Start of Data provided
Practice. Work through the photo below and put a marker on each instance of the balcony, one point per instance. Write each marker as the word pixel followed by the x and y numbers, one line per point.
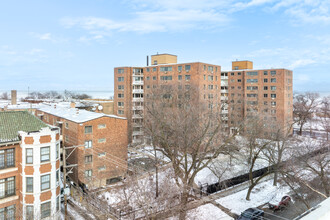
pixel 137 83
pixel 137 99
pixel 137 108
pixel 137 116
pixel 137 91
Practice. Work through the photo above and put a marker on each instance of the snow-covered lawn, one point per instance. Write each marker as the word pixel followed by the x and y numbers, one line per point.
pixel 264 192
pixel 205 212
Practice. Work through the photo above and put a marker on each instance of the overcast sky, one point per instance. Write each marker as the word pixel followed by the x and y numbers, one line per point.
pixel 75 44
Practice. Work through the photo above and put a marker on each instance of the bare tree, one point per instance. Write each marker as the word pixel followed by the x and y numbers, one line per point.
pixel 304 105
pixel 325 115
pixel 186 129
pixel 4 96
pixel 257 142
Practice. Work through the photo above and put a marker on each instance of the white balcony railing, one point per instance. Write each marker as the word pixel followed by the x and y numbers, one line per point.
pixel 137 99
pixel 137 82
pixel 137 91
pixel 137 108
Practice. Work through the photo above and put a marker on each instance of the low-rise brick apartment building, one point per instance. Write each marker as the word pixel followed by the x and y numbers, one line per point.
pixel 133 84
pixel 29 167
pixel 101 155
pixel 266 92
pixel 258 90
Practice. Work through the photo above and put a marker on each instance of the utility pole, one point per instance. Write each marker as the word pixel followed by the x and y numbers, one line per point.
pixel 65 174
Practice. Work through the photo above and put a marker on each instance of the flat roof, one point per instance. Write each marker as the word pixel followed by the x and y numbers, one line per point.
pixel 74 114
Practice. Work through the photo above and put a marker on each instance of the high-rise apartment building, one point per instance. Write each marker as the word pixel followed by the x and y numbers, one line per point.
pixel 242 90
pixel 265 92
pixel 133 84
pixel 29 167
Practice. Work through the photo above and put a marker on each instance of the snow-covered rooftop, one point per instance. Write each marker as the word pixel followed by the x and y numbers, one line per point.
pixel 74 114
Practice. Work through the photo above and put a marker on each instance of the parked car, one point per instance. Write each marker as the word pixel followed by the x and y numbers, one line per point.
pixel 251 214
pixel 285 201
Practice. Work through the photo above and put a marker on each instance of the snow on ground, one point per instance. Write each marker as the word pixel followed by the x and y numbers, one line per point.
pixel 264 192
pixel 205 212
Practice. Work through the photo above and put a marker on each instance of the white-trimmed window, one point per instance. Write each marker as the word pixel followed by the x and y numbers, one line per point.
pixel 29 212
pixel 101 126
pixel 29 155
pixel 45 210
pixel 45 182
pixel 88 173
pixel 29 184
pixel 57 151
pixel 88 129
pixel 88 144
pixel 101 140
pixel 44 154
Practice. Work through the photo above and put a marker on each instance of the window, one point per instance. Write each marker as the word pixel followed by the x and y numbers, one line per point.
pixel 252 80
pixel 57 177
pixel 88 159
pixel 88 173
pixel 45 182
pixel 88 144
pixel 101 140
pixel 57 151
pixel 7 158
pixel 101 168
pixel 29 212
pixel 44 154
pixel 102 154
pixel 101 126
pixel 165 68
pixel 252 73
pixel 7 187
pixel 29 155
pixel 29 184
pixel 166 78
pixel 88 129
pixel 252 88
pixel 45 210
pixel 8 213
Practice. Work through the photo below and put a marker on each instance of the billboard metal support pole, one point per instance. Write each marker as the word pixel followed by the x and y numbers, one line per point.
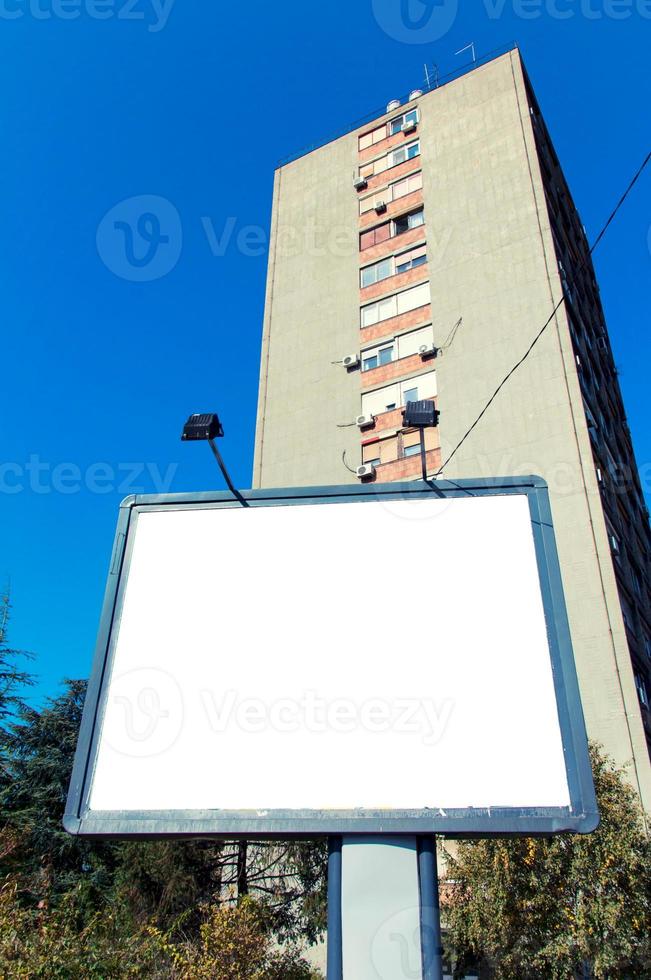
End of Data provided
(Given instruction): Locate each line in the data above that contains the word "rise" and copy it. Case counts.

(Response to this exercise):
Practice. Work through the photo above and put a marker on each instance of the low-rise brick apartment building, one point per instance. Write each marker as the word pixel followed by the x and y numbers, one line per point.
Practice. Work through the photo above and put a marker on each instance of the high-rise apartment building, one point per instance. Write each marker as the word pixel followed by the x and y numbers, one line per point.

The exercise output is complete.